-- Begin EXCERPTED DATA --
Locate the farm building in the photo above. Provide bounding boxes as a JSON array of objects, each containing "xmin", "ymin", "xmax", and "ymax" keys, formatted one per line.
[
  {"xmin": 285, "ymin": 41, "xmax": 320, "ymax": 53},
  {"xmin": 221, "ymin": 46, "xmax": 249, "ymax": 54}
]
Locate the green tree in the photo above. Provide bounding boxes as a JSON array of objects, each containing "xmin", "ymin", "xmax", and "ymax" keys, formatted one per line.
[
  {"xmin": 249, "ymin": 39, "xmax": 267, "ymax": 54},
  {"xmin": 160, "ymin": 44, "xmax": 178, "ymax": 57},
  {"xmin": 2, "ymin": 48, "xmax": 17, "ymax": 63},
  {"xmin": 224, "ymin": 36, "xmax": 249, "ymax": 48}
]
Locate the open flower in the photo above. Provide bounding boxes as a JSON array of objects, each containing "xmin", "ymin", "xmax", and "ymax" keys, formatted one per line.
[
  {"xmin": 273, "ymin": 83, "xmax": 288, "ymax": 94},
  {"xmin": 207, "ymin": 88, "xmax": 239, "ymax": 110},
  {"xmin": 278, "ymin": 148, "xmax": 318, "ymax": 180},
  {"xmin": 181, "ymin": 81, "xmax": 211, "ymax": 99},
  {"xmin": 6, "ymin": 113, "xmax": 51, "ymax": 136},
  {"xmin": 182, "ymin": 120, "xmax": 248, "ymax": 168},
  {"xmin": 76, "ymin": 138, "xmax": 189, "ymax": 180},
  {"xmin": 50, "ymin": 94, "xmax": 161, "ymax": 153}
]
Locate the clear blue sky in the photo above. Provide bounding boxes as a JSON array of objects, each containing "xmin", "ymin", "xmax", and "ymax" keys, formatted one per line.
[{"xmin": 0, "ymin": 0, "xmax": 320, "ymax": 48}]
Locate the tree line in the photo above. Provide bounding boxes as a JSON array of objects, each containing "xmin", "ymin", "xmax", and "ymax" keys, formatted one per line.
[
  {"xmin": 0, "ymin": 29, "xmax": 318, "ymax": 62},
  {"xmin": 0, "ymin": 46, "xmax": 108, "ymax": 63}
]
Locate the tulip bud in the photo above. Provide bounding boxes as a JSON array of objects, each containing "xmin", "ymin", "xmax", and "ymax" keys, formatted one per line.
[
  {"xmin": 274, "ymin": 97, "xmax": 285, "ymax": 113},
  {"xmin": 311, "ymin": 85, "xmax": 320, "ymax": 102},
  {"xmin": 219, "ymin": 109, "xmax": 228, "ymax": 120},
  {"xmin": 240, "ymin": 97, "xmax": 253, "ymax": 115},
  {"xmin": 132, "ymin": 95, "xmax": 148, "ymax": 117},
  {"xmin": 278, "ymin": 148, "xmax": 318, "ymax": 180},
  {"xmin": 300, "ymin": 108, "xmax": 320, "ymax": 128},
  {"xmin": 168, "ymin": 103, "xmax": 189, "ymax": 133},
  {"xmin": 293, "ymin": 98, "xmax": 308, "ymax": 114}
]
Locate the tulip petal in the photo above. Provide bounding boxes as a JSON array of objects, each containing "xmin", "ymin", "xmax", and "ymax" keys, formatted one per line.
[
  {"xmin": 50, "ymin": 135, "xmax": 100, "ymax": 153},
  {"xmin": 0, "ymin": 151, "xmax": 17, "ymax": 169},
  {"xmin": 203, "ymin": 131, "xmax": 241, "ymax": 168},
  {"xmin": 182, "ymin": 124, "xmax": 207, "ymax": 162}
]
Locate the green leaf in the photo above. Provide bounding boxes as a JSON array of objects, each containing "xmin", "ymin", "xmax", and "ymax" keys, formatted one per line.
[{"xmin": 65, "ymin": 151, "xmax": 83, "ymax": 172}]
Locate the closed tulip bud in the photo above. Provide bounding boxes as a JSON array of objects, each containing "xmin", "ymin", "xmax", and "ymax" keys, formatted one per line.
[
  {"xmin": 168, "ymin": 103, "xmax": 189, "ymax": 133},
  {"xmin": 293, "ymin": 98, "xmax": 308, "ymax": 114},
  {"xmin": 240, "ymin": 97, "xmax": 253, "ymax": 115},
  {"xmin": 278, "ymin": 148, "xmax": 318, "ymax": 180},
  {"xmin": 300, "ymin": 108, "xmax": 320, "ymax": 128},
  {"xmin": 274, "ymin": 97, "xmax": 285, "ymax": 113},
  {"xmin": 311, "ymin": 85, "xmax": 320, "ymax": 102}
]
-- End EXCERPTED DATA --
▶ [AIM] Resize the stretch from the line containing "Locate the tulip petal" through the end of the items, repeating every line with the requests included. Multiply each bounding box coordinate in the answers by 0.55 and round it to a whole number, with halves rounding up.

▶ [RESULT]
Locate the tulip petal in the photo above. Provide bounding boxes as a JSON array of objects, each containing "xmin", "ymin", "xmax", and "ymax" keys, formatted one per line.
[
  {"xmin": 28, "ymin": 74, "xmax": 55, "ymax": 84},
  {"xmin": 0, "ymin": 83, "xmax": 9, "ymax": 93},
  {"xmin": 112, "ymin": 72, "xmax": 133, "ymax": 92},
  {"xmin": 100, "ymin": 68, "xmax": 114, "ymax": 89}
]
Locate the green leaf in the photo above. Provide bounding boxes as a JSON array of objects, each containing "xmin", "ymin", "xmax", and "ymax" keys, formatted one per line.
[{"xmin": 36, "ymin": 83, "xmax": 46, "ymax": 95}]
Locate the closed tulip bud in the photo above. Provide bounding boxes as a JSON array of objects, each containing "xmin", "ymin", "xmax", and "ymax" keys, formatted one per line.
[
  {"xmin": 92, "ymin": 57, "xmax": 104, "ymax": 73},
  {"xmin": 161, "ymin": 54, "xmax": 169, "ymax": 63},
  {"xmin": 132, "ymin": 53, "xmax": 139, "ymax": 63},
  {"xmin": 153, "ymin": 81, "xmax": 175, "ymax": 99},
  {"xmin": 165, "ymin": 59, "xmax": 176, "ymax": 70},
  {"xmin": 151, "ymin": 53, "xmax": 157, "ymax": 62},
  {"xmin": 171, "ymin": 47, "xmax": 176, "ymax": 56}
]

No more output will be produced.